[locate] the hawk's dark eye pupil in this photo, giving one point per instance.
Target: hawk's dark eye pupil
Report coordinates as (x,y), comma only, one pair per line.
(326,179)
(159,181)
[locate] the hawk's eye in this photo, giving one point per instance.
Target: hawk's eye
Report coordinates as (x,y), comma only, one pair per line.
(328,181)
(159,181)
────
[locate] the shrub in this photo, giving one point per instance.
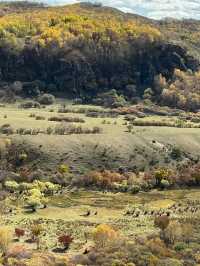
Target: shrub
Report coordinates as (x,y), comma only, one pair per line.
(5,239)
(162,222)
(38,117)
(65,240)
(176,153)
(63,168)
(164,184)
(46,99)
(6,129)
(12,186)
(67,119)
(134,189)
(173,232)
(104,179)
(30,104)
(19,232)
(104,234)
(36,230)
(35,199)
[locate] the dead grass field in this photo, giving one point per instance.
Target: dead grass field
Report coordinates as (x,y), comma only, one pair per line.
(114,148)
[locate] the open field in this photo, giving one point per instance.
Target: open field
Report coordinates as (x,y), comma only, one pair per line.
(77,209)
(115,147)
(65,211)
────
Pick out and copy in full every row above that contains the string "giving". Treat uppercase and lowercase as different when matching.

THE OUTPUT:
[locate] the hawk's dark eye pupil in this photo, giving one point per instance.
[locate] the hawk's eye in this photo, giving one point per instance.
[locate] the shrub in this photo, giving one point per instance.
[locate] the dead grass field in this photo, giving one point per instance.
[locate] the open field in this photo, giving one point per instance.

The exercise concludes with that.